**PAGE**
* * *

Congressional Candidate Erik Bottcher Wants Your Vote, Again
The City Council member just won re-election to his district with 90 percent of the vote. He hopes his popularity can propel him to Congress, to replace the retiring Jerry Nadler.
City Council Member Erik Bottcher, who just won a re-election bid for his Chelsea and Hell’s Kitchen district by commanding 90 percent of the vote, is running for Congress.
He’s squaring off against at least 10 candidates, including President John F. Kennedy’s grandson, Jack Schlossberg, as well as the Manhattan Assembly Members Alex Bores and Micah Lasher.
They’re all competing to take the seat that longtime Congressman Jerrold Nadler said he will vacate when his term ends next year.
Dominic Romeo, the independent who lost to Bottcher in the City Council race, blasted his erstwhile opponent for jumping into the race so quickly after winning re-election.
A day after Schlossberg was featured in a glowing New York Times Style section piece, Bottcher quickly confirmed that he’ll be mounting a campaign to replace Nadler in District 12.
Nadler has not officially indicated who he will endorse, but most pundits expect him to endorse Lasher, a longtime aide of his. The Congressional district runs across most of Manhattan from 14th Street to 125th Street, on both the East and West sides.
In a wide-ranging interview with Chelsea News about his ambitions to take Chelsea’s concerns to Washington, Bottcher emphasized that his moving backstory will set him apart from his rivals, even if he will certainly share many priorities with them regardless of who wins.

* * *

**Excerpts from point annotation data**

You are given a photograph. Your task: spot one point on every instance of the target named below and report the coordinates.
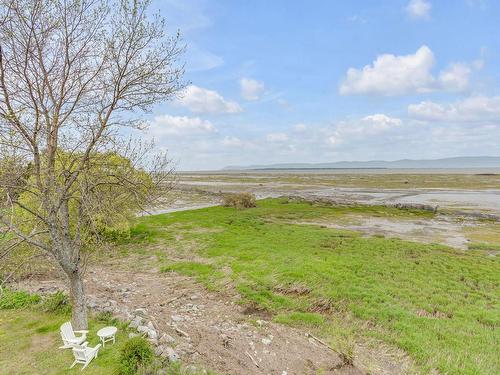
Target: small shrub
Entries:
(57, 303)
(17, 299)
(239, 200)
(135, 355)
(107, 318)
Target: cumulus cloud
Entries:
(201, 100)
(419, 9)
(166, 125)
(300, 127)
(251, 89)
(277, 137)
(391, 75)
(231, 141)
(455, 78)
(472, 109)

* * *

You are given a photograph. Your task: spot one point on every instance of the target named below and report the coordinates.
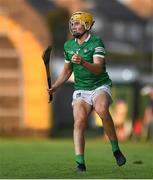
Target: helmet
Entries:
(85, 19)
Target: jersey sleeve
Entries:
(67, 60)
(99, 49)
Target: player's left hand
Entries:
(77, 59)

* * *

**WORK TO COMPLETE**
1. Answer these questions about the Bottcher article:
(a) What share of the vote did Bottcher win in his City Council re-election?
(b) Whose grandson is Jack Schlossberg?
(c) Between which two streets does District 12 run across Manhattan?
2. Please repeat the part of the Bottcher article that begins at the words "Congressional Candidate Erik" and stops after "retiring Jerry Nadler.".
3. Write the next part of the Bottcher article, picking up after its last sentence.

**TASK RESPONSES**
1.
(a) 90 percent
(b) President John F. Kennedy's
(c) 14th Street and 125th Street

2.
Congressional Candidate Erik Bottcher Wants Your Vote, Again
The City Council member just won re-election to his district with 90 percent of the vote. He hopes his popularity can propel him to Congress, to replace the retiring Jerry Nadler.

3.
In his announcement video, Bottcher foregrounded growing up in the Adirondacks as a closeted gay kid, before finding acceptance and empowerment upon moving to the Big Apple.
“I came to the city fleeing bigotry, like people have been for hundreds of years,” he told Chelsea News. “I came here with a couple bags and a few bucks in my pocket, no job lined up. I rented a futon in some guy’s living room in Hell’s Kitchen. Today, I’m a Council member representing that same neighborhood.”
Indeed, his district is inextricable from the LGBTQ community both nationally and internationally, and contains monuments to their civil rights struggle such as the Stonewall Inn. A popular saying is that the area stretches from “the gay bars to Zabar’s.”
Bottcher, who has also served as the NY Governor’s Office’s LGBTQ community liaison, pointed out that he has a ”deep and longstanding relationship with my neighbors in Council District 3.” It’s hard not to imagine them turning out in force for him, not to mention Bottcher benefiting f that Manhattan’s West Side votes from recent political reality that the West Side appears to beat the East Side in head-to-head competition in recent years.
That was evident in the August 2022 Democratic primary, when Nadler—who for years had represented parts of Brooklyn and most of the Upper West Side—was tossed into a new district, where he ran and defeated longtime Upper East Side Congress Member Carolyn Maloney.
More recently, term-limited City Council Member Keith Power lost his bid for Borough President against West Sider Brad Hoylman-Sigal. [Powers is now seeking the Assembly seat that is being vacated by Harvey Epstein, in a Lower East Side and Stuyvesant Town/Peter Cooper Village district].
Bottcher said he’ll also be translating some of his other policy work from City Council into both a federal- and Manhattan-focused agenda, such as his “centerpiece” focus on improving mental health services.
“This is an issue that affects every family of New York District 12 in some way,” he said. “Whether it’s a struggle they’re having at home, among their own friends and family, or the fact that you can’t walk more than a few blocks without seeing how badly our society has failed on the issue of mental health.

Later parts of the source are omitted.